## Source

-=-=-

In [1]:
from datetime import datetime
from os.path import exists as file_exists
import pandas as pd
from pprint import pprint as pp
import re
import requests
from time import sleep
import xmltodict
import Credentials      # Get API keys, etc.

apikey = Credentials.prod_api
baseurl = 'https://api-na.hosted.exlibrisgroup.com'
item_query = '/almaws/v1/bibs/{mms_id}/holdings/{holding_id}/items/{item_pid}?apikey={apikey}'

exported_csv = "FullItemList.csv"
filled_csv = "FilledEnumChron.csv"
err_log_txt = "log.txt"

### Run this cell if you want to use the Limited-list CSV
exported_csv = "LimitedList.csv"

#### Create original df

In [80]:
# Depending on how the file was exported, column names may or may have either spaces or underscores
df = pd.read_csv(exported_csv, converters={'Item_ID': str, 'Holdings_ID': str, 'MMS_ID': str, 'Item ID': str, 'Holdings ID': str, 'MMS ID': str})

#### Clean up, tweak & format df

In [29]:
# Remove spaces from column names
df.columns = [c.replace(' ', '_') for c in df.columns]
# Rename certain columns
df = df.rename(columns={'Permanent_Location': 'Location', 'Item_Policy': 'Policy', 'Material_Type': 'Material'})
# Strip leading/trailing space from Description
df.Description = df.Description.str.strip()
# Collapse multiple spaces within the Description
df.Description.replace(' +', ' ', regex=True, inplace=True)

In [30]:
# Add columns for the Enum/Chron fields
EC_fields = ['Enum_A', 'Enum_B', 'Chron_I', 'Chron_J']
df[EC_fields] = None

#### The function for getting info from Description to Enum/Chron fields:

In [31]:
def fill_and_extract(regex, these_fields):
    exp = re.compile(regex)
    for i, f in enumerate(these_fields):
        df[f] = df['Description'].str.extract(exp, expand=True)[i].fillna(df[f])

#### Call it repeatedly for each regex that you come up with:
**[Test your Regex here](https://regex101.com/)**

In [32]:
# Just volume & nothing else
fill_and_extract(r'^v\. ?(\d+)$', ['Enum_A'])

-=-=-

## Data section
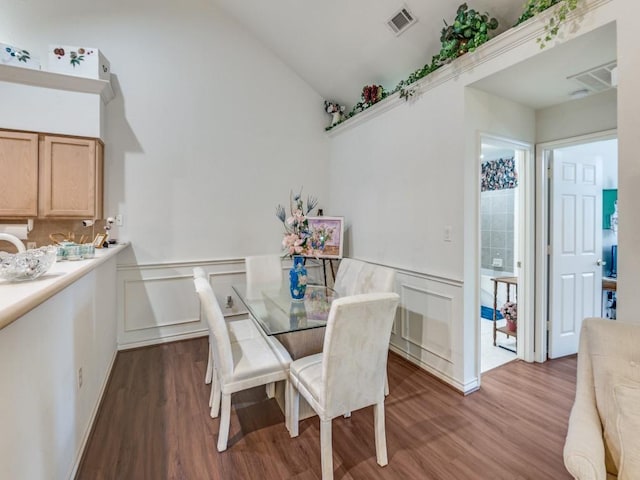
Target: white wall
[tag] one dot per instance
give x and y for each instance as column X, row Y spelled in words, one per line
column 208, row 132
column 53, row 111
column 628, row 165
column 45, row 417
column 595, row 113
column 416, row 166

-=-=-

## Parts of the exercise
• A. Quote the notebook word for word, starting at the words "# Collapse multiple" and ending after "exp = re.compile(regex)".
• B. What four column names does the notebook add for the Enum/Chron fields?

## Solved problems
• A.
# Collapse multiple spaces within the Description
df.Description.replace(' +', ' ', regex=True, inplace=True)

In [30]:
# Add columns for the Enum/Chron fields
EC_fields = ['Enum_A', 'Enum_B', 'Chron_I', 'Chron_J']
df[EC_fields] = None

#### The function for getting info from Description to Enum/Chron fields:

In [31]:
def fill_and_extract(regex, these_fields):
    exp = re.compile(regex)

• B. Enum_A, Enum_B, Chron_I, and Chron_J.